__TEXT SECTION__:
Regarding device performance, it mentions:

• "System accuracy verification via bench testing to ensure the ExactechGPS Total Shoulder Application works with Exactech GPS hardware to display information to surgeons as intended"
• "System accuracy verification via comparison of system outputs to CT-scan data collected during simulated use via evaluation with cadaveric specimens"
• "Overall system validation through simulated use via evaluation with cadaveric specimens"

However, the specific numerical acceptance criteria for accuracy (e.g., in mm or degrees) and the quantitative results of these tests are NOT provided in this document. It implies that certain accuracy thresholds were met, but the specific values are absent.

2. Sample Sizes and Data Provenance:

• Test Set Sample Size: Not specified. The phrase "evaluation with cadaveric specimens" is used, implying multiple specimens, but the exact number is not given.
• Data Provenance: The cadaveric specimens imply real anatomical data. The company is based in France ("6 Allée de Bethléem 38610 Gières France"), so it's reasonable to assume the studies were conducted there or in collaboration with institutions in other countries, but the specific country of origin for the cadaveric data is not stated. The studies were likely performed retrospectively on collected cadaveric data, not prospectively in a clinical setting.

3. Number and Qualifications of Experts:

• Number of experts: Not specified.
• Qualifications of experts: Not specified. The testing involves "surgeons" in a simulated use context, but their experience or specific role in establishing ground truth is not detailed.

__SUPPLIED INFORMATION__:

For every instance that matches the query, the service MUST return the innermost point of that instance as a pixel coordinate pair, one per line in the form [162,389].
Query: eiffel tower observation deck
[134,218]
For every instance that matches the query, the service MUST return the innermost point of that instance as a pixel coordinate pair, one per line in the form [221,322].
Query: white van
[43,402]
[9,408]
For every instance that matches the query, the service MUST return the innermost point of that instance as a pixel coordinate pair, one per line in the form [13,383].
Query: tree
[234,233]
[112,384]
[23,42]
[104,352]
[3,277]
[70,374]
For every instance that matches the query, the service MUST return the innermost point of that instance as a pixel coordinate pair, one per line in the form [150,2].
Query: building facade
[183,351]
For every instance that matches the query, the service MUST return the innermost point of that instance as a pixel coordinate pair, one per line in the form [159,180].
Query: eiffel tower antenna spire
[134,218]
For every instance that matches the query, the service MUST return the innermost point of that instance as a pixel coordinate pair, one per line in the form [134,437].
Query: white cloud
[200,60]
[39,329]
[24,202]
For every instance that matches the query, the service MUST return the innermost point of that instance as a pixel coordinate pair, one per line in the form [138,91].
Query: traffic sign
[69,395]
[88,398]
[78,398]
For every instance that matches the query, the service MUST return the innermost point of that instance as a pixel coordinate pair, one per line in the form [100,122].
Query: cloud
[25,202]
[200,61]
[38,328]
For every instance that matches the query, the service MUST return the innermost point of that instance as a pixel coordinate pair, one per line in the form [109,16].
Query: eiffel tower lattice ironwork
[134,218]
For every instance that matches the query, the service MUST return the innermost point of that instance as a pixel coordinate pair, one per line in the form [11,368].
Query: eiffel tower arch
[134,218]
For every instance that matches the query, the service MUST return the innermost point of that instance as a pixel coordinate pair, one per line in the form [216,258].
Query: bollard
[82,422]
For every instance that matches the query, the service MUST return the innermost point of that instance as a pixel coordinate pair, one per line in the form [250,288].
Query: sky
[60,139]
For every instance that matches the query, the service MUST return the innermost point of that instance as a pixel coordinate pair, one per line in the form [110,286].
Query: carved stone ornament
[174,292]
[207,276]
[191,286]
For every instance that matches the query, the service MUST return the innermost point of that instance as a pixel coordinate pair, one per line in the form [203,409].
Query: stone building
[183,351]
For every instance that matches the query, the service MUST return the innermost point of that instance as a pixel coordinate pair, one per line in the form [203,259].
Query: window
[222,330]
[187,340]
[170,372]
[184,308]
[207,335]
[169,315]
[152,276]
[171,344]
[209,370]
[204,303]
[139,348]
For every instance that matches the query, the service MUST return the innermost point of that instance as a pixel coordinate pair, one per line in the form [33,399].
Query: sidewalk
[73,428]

__PROMPT__:
Reproduce, word for word, the entire text about testing of the ExactechGPS Total Shoulder Application.

__SOLUTION BELOW__:
Regarding device performance, it mentions:

• "System accuracy verification via bench testing to ensure the ExactechGPS Total Shoulder Application works with Exactech GPS hardware to display information to surgeons as intended"
• "System accuracy verification via comparison of system outputs to CT-scan data collected during simulated use via evaluation with cadaveric specimens"
• "Overall system validation through simulated use via evaluation with cadaveric specimens"

However, the specific numerical acceptance criteria for accuracy (e.g., in mm or degrees) and the quantitative results of these tests are NOT provided in this document. It implies that certain accuracy thresholds were met, but the specific values are absent.

2. Sample Sizes and Data Provenance:

• Test Set Sample Size: Not specified. The phrase "evaluation with cadaveric specimens" is used, implying multiple specimens, but the exact number is not given.
• Data Provenance: The cadaveric specimens imply real anatomical data. The company is based in France ("6 Allée de Bethléem 38610 Gières France"), so it's reasonable to assume the studies were conducted there or in collaboration with institutions in other countries, but the specific country of origin for the cadaveric data is not stated. The studies were likely performed retrospectively on collected cadaveric data, not prospectively in a clinical setting.

3. Number and Qualifications of Experts:

• Number of experts: Not specified.
• Qualifications of experts: Not specified. The testing involves "surgeons" in a simulated use context, but their experience or specific role in establishing ground truth is not detailed.